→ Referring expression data
----

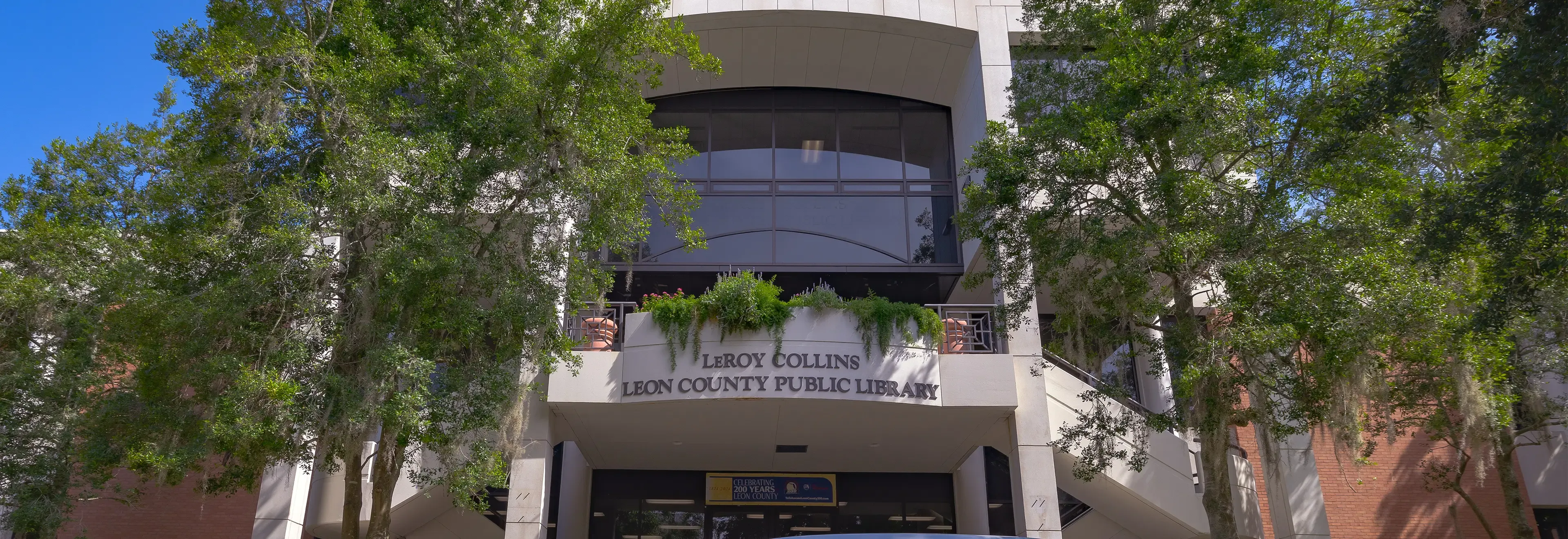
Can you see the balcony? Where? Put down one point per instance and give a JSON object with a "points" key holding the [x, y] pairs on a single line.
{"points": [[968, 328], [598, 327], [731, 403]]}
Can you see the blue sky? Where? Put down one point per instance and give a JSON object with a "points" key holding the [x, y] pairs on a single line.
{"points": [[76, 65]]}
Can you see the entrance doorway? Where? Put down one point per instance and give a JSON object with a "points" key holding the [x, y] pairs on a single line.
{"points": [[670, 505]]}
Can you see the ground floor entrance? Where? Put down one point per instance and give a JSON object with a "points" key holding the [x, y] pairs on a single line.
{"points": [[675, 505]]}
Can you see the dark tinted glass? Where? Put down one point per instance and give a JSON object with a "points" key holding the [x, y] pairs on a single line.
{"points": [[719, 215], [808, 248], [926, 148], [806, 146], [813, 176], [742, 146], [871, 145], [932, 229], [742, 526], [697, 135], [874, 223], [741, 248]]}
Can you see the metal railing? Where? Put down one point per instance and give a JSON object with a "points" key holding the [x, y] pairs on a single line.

----

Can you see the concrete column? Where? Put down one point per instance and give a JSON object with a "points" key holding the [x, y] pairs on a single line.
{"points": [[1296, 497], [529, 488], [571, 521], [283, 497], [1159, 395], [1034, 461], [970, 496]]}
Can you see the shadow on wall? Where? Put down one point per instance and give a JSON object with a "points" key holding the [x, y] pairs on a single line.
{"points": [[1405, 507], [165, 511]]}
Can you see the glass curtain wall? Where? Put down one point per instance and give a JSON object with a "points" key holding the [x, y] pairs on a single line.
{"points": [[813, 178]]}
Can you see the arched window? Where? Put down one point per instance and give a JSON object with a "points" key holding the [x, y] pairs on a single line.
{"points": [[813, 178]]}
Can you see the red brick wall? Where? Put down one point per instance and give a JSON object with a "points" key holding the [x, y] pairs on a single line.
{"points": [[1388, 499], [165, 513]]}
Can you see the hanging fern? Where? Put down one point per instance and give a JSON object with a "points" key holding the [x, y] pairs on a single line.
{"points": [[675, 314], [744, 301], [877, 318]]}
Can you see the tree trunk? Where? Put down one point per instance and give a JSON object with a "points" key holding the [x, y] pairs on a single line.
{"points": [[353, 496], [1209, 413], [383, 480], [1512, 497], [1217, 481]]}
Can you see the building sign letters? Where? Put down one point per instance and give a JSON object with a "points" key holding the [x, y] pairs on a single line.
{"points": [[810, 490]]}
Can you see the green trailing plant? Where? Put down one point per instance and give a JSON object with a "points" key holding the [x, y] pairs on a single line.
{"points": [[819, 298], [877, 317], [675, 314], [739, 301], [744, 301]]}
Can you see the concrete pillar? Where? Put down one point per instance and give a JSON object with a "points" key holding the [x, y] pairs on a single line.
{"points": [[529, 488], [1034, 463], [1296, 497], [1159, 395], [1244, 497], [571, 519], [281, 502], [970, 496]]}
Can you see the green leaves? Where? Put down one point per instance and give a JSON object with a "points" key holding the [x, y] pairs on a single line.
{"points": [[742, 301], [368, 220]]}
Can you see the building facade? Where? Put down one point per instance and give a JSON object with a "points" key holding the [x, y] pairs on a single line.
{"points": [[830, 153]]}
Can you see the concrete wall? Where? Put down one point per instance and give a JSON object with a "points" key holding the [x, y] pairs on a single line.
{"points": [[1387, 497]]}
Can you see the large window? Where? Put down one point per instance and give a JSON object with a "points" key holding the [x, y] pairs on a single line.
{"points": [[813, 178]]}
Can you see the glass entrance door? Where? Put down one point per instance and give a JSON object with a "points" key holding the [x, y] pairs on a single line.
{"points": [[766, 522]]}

----

→ WORK ORDER
Repeat the entries above verbatim, but only from the line that has "Can you see the balcony?" down to the line that has "Can you see the metal", inclusive.

→ RESPONSE BELOW
Can you see the balcony? Where? Put down one point per instance and give a JSON object with a "points" key holding the [x, y] pairs on a single line.
{"points": [[968, 328], [598, 327], [731, 403]]}
Can you see the blue sky? Where? Put down one point per instance and give a JSON object with a "points" key holding the [x, y] pairs on a single line.
{"points": [[76, 65]]}
Can you see the entrance doorway? Where? Put down one point per instance and give a JSON object with a "points" key holding the [x, y] pairs on a single line.
{"points": [[670, 505]]}
Can you see the ground floor entrance? Where? Put down one point per instance and give a JSON object with a "points" key holding the [x, y] pairs on a single line.
{"points": [[675, 505]]}
Can you see the dark tinted glass? Where? Put down one point per instance and give a JSON object with a "points" key holding the [x, y] pairs on a single line.
{"points": [[719, 215], [808, 248], [926, 148], [806, 146], [813, 176], [742, 146], [871, 145], [932, 229], [742, 526], [697, 135], [874, 223], [741, 248]]}
Can you see the metal railing? Where? Put down one point per instance and give a JSON object with a "points" key holding the [x, y] pairs on a single line.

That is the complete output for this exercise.